-- BEGIN Records for the task --
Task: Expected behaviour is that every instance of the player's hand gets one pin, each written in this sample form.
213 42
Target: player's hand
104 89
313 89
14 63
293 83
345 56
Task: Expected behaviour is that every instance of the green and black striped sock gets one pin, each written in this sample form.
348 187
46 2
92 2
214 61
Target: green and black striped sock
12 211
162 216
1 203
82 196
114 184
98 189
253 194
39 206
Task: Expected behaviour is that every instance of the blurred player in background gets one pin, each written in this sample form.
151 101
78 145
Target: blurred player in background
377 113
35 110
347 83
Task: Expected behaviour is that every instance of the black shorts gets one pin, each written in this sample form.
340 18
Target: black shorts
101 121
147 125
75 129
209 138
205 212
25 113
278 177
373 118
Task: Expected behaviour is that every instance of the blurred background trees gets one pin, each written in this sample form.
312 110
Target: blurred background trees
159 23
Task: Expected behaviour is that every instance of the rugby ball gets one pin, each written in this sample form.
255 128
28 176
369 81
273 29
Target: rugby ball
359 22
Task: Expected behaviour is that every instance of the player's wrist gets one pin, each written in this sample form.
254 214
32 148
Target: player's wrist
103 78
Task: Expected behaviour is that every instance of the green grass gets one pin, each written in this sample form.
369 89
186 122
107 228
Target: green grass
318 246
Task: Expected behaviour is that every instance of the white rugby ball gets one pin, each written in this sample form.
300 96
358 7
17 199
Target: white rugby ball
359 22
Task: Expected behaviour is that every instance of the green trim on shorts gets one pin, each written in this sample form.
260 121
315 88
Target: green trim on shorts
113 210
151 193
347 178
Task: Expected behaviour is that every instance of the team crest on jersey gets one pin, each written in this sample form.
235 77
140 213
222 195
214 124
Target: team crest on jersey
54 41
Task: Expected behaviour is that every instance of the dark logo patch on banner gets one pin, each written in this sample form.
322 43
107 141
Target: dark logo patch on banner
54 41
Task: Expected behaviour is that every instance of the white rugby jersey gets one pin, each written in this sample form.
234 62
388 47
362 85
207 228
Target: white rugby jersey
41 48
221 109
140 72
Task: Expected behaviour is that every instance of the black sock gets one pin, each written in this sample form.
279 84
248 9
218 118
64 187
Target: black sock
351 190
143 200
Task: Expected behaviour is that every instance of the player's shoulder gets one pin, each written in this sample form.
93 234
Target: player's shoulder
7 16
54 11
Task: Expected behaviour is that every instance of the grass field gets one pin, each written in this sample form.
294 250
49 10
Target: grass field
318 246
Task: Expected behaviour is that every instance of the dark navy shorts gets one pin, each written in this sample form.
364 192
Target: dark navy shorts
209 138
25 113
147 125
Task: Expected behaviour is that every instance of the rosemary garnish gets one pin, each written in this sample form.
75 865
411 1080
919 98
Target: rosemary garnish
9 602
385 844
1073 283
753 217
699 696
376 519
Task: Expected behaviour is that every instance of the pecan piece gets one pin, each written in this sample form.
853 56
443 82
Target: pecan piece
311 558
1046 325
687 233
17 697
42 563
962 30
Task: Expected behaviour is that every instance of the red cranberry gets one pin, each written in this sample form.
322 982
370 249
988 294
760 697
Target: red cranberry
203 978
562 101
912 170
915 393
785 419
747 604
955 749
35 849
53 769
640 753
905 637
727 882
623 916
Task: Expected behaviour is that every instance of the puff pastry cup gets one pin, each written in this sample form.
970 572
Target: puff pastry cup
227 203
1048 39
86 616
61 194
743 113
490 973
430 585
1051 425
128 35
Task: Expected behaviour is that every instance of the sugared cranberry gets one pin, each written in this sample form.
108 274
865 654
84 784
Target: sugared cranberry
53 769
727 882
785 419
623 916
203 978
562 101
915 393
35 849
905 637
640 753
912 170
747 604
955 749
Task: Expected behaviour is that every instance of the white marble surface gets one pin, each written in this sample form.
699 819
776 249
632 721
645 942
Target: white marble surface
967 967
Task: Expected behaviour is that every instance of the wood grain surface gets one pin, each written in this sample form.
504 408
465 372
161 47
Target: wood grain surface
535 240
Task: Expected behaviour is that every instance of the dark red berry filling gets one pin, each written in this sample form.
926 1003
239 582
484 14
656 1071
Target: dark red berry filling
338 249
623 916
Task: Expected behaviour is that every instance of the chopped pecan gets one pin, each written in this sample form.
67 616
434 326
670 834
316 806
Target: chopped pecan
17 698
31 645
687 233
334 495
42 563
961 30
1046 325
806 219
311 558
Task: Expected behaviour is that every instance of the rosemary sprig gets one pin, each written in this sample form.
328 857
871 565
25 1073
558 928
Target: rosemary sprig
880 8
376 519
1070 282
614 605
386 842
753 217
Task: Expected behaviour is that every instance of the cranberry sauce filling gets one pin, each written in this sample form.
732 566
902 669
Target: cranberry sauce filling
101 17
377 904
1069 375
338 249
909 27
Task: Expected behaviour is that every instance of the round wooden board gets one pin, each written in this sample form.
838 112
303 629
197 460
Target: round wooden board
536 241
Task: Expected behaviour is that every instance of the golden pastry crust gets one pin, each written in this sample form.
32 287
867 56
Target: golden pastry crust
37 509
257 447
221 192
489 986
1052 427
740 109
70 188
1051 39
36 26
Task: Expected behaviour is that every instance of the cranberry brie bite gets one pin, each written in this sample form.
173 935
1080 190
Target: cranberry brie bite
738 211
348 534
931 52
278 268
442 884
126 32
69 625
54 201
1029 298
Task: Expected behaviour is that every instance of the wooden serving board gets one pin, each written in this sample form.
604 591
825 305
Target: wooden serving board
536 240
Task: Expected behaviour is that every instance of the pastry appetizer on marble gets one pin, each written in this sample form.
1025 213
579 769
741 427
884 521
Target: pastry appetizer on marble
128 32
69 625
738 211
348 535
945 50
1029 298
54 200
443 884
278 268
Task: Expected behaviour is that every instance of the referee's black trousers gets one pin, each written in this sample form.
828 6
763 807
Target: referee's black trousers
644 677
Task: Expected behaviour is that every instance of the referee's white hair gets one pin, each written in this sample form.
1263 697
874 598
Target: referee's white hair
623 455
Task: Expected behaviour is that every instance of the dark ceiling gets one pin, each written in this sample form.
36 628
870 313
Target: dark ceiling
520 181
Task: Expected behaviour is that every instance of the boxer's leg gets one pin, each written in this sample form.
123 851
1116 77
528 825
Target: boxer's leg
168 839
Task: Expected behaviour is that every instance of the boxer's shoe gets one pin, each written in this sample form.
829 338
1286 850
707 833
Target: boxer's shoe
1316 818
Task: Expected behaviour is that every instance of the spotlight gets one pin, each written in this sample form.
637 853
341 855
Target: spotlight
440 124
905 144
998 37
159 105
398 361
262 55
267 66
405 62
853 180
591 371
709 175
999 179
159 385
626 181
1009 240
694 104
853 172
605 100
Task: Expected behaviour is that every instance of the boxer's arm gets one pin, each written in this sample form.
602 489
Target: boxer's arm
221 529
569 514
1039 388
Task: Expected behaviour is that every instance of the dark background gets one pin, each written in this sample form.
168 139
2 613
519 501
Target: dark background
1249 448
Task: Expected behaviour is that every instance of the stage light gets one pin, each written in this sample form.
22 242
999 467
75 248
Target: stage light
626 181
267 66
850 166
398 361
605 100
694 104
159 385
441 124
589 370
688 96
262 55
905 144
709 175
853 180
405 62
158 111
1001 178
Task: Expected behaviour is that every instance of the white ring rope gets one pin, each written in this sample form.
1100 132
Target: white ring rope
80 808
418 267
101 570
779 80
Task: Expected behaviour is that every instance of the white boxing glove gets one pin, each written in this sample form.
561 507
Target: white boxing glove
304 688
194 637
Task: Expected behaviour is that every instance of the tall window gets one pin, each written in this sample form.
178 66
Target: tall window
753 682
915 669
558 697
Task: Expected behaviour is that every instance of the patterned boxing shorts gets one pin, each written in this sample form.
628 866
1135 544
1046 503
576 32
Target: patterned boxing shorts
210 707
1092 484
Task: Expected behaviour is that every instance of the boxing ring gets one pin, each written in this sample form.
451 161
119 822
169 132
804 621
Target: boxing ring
-- END Records for the task --
*Aim*
Extract every line from the one with "the boxer's leg" down to the final line above, both included, exactly as written.

*Full output*
Task: Expected behaviour is that every instance of the boxer's leg gets one pin, each written in this sample form.
123 851
1116 77
528 825
Target: boxer's leg
168 839
Task: Expected behaviour is that every instance of the boxer's shoe gets one pin, each written in this sample form.
829 338
1286 850
707 833
Target: boxer's shoe
1316 818
Task: Expected behaviour is that every instance of the spotlight gets one pin, each written in this sample form.
637 853
341 855
Target: spotlight
440 124
905 144
998 37
159 105
398 361
262 55
267 66
405 62
853 180
591 371
709 175
999 179
159 385
626 181
1009 240
694 104
853 172
605 100
Task: Expected behaviour is that every instance of the boxer's arm gets one pin, each written in this sample form.
602 489
Target: boxer's arm
221 529
569 514
1039 388
Task: Expected behaviour is that every instance of the dark background gets one pin, each written in this sample form.
168 139
2 613
519 501
Target: dark background
1249 448
Task: Expected behaviour is that every instance of the stage light gets one pin, each written in this sample form.
22 242
999 467
75 248
Target: stage light
626 181
267 66
850 166
398 361
605 100
694 104
159 385
441 124
589 370
688 96
262 55
905 144
709 175
853 180
405 62
158 111
1001 178
Task: Expected behaviour is that every instance of the white ring rope gets one pin, each written in this sample form.
1100 132
Target: white ring rope
80 808
418 267
101 570
779 80
Task: Expected behaviour is that every instance of the white boxing glove gets one pin, each written in this sample form.
561 507
Target: white boxing glove
304 688
194 637
Task: Expected behaviour is that every instance of the tall window gets one pin, each written in this sample form.
178 66
Target: tall window
753 682
915 669
558 697
Task: Expected behaviour is that every instance of the patterned boxing shorts gets one pin, each written in this sample form.
628 866
1135 544
1046 503
576 32
Target: patterned boxing shorts
210 707
1092 484
Task: Expected behaviour is that every instance of the boxing ring gets one pin, each written in this sample form.
451 161
119 822
169 132
804 621
Target: boxing ring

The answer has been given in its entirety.